Federal courts have discretion to retain jurisdiction over related state-law claims after they have dismissed the underlying federal claim. But a federal court is required to give up jurisdiction over related state-law claims if "the federal claims are frivolous and so do not engage the jurisdiction of the federal courts." Doe-2 v. McLean County Unit Dist. No. 5 Bd. of Directors, 593 F.3d 507, 513 (7th Cir. 2010) (citing CropLife Am., Inc. v. City of Madison, 432 F.3d 732, 734 (7th Cir. 2005)). The court has found that the plaintiff's federal claim was frivolous. It cannot retain jurisdiction over the supplemental state-law claim. If the plaintiff wishes to pursue that claim, he must do so in state court.

II. Conclusion

The court ORDERS that this case is DISMISSED under 28 U.S.C. §§1915(e)(2)(B) and 1915A(b)(1) because the plaintiff fails to state a federal claim, because his federal claim is frivolous, and because the court cannot exercise jurisdiction over his state-law claim under these circumstances.

The clerk of court will enter judgment accordingly, and will document that the plaintiff has incurred a "strike" under 28 U.S.C. § 1915(g).

The court will send a copy of this order to the officer in charge of the agency where the plaintiff is confined and to Corey F. Finkelmeyer, Assistant Attorney General, Wisconsin Department of Justice, P.O. Box 7857, Madison, Wisconsin, 53707-7857.

This order and the judgment to follow are final. A dissatisfied party may appeal this court's decision to the Court of Appeals for the Seventh Circuit by filing in this court a notice of appeal within 30 days of the entry of judgment. See Fed. R. of App. P. 3, 4. This court may extend this deadline if a party timely requests an extension and shows good cause or excusable neglect for not being able to meet the 30-day deadline. See Fed. R. App. P. 4(a)(5)(A).

***

> [What you should do]
Using the court order, explain why the court could not keep jurisdiction over the plaintiff's state-law claim.

(Region labeling records)
***

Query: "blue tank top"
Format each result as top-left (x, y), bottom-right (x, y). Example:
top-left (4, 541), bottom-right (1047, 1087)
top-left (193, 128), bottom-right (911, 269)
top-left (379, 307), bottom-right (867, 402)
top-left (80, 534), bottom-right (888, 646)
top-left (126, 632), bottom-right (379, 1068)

***

> [Solution]
A federal court must give up jurisdiction over related state-law claims when the federal claims are frivolous, because frivolous claims do not engage federal jurisdiction. The court found the plaintiff's federal claim frivolous, so it could not retain the supplemental state-law claim, which the plaintiff would have to pursue in state court.